LISTING
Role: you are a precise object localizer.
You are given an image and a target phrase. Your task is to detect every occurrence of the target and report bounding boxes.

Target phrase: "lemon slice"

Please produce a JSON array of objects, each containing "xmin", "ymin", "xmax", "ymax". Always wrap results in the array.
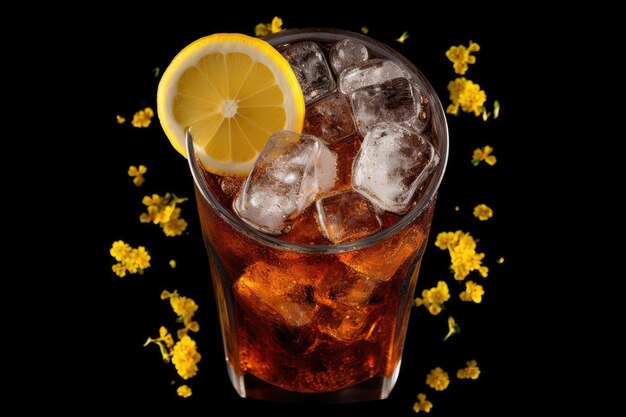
[{"xmin": 157, "ymin": 33, "xmax": 305, "ymax": 176}]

WHAT TO DO
Switch "lemon slice" to "orange wedge" throughout the listing and reproduce it with every other word kept the same. Omit the pictures.

WRITTEN SOLUTION
Role: you are a precise object localizer.
You are given an image and a target phrase. Your task is to detect every occurrence of the target and report bounding boxes.

Target phrase: "orange wedge"

Please produce a JSON array of objects, each containing "xmin", "ymin", "xmax", "ymax". Always wrap results in the array.
[{"xmin": 157, "ymin": 33, "xmax": 305, "ymax": 176}]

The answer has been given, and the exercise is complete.